Natural-language object grounding data —
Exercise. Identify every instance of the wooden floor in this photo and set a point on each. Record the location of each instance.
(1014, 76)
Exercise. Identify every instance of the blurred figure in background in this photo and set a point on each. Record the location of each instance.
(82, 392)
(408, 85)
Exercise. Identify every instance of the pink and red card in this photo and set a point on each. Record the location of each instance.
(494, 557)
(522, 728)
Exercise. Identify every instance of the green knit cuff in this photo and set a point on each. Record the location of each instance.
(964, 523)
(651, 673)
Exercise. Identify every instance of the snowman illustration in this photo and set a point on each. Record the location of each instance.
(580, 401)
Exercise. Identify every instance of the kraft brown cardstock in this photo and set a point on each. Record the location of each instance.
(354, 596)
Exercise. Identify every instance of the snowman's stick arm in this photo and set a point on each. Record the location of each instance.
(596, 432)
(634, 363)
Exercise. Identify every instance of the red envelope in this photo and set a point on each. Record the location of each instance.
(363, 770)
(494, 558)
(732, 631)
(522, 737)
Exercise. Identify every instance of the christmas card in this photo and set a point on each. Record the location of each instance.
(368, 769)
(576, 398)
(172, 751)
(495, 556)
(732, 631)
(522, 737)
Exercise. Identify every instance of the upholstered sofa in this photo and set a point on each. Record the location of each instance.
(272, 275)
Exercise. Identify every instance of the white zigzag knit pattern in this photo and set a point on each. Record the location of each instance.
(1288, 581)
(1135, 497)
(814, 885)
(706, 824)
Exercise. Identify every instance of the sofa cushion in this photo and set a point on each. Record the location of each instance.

Task — After reading through the records, retype all of them exactly.

Exercise output —
Exercise. Identify every instance of the wooden floor in this photo and set a point on each. Record the location of each instance.
(1014, 76)
Exercise. Identify every instance of the blurred figure in background in this photo and set a point on each. Record the location of each instance.
(82, 392)
(408, 85)
Exercise. Identify every instance of the pink and red card in this photo and set a point on each. Record the location of each instance.
(494, 557)
(522, 728)
Exercise. Identify every instance of the green knit cuff in this photo and set a point on each. Record the location of each instance.
(964, 523)
(651, 673)
Exercise. Identify every instance of the snowman illustration in this photo and set a point on each. Record the location of each instance.
(580, 401)
Exercise. Identify every instance of the kraft brown cardstock in this photo and set a point on each. Record the location of each instance.
(354, 596)
Exercise. Identify every instance of the snowman's stick arm in this photo and set a point on each. Record the location of each instance.
(596, 432)
(634, 363)
Exercise. Identify every instance of the red envelope in this photo and set a point on each. Record the location of each instance.
(363, 770)
(494, 558)
(732, 631)
(522, 737)
Exercise. Identify every instance of the christmas card in this photo and set a point on each. Record the location of each instance.
(368, 769)
(576, 398)
(172, 751)
(495, 556)
(732, 631)
(522, 737)
Exercise. Identify every instance of the upholstered sofa in this photo and set a point on each. Record the location of each instance.
(272, 275)
Exercise. Identify every instance of the white zigzag knit pattern in this photo and set a point on each. Record the location of each instance.
(1288, 581)
(1135, 497)
(814, 885)
(706, 824)
Exercise. Identify every instance of the sofa cushion in this photo and set a point on each. Record the location of each instance.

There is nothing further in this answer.